任务说明 ->
将下列条目原样照抄一遍，从含有“Running a dermatology lesion detector. Mark the blue rope”的那一行起，抄到条目结尾为止，首尾两行都要包括。

──────────────────────────────

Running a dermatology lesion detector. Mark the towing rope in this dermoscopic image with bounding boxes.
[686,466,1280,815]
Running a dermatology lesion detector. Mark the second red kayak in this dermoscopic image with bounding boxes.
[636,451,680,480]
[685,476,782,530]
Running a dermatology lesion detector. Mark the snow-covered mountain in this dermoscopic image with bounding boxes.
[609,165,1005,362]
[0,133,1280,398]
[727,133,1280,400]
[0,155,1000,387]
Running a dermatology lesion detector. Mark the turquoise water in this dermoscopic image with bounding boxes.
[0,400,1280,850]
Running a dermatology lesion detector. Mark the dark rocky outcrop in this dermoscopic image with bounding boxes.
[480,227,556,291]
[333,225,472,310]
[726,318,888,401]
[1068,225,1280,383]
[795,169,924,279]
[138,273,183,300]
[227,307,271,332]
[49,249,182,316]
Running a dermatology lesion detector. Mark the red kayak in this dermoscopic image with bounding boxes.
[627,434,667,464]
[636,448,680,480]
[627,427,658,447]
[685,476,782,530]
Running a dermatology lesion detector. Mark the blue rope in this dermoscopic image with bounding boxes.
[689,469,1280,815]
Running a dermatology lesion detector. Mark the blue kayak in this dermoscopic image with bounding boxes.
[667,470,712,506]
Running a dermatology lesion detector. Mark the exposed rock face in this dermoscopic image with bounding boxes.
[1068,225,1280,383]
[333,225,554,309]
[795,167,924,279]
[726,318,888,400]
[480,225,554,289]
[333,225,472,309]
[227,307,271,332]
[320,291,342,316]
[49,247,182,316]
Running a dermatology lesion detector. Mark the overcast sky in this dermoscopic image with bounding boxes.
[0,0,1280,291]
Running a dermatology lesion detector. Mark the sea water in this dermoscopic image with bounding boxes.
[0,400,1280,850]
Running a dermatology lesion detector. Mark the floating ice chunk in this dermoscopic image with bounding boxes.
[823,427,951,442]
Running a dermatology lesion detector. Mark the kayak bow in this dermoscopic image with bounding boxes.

──────────────────────────────

完成结果 ->
Running a dermatology lesion detector. Mark the blue rope in this dermoscopic image with bounding boxes.
[689,469,1280,815]
Running a dermatology lesion detector. Mark the blue kayak in this dermoscopic image with bounding boxes.
[667,470,712,506]
Running a dermatology lesion detector. Mark the exposed rock face in this dermoscopic image with bounding boxes.
[1068,225,1280,383]
[333,225,554,309]
[795,167,924,279]
[726,318,888,400]
[480,225,554,289]
[333,225,472,309]
[227,307,271,332]
[320,291,342,316]
[49,247,182,316]
Running a dermatology lesion detector. Mark the overcast sky in this dermoscopic image with bounding boxes.
[0,0,1280,291]
Running a dermatology lesion detector. Mark the sea water in this dermoscopic image with bounding boxes.
[0,400,1280,850]
Running a dermatology lesion detector. Mark the floating ice chunk in this dermoscopic image with bounding boxes.
[823,427,951,442]
Running a dermatology lesion detector. Mark the kayak bow in this dermoscopic image with bounding boxes.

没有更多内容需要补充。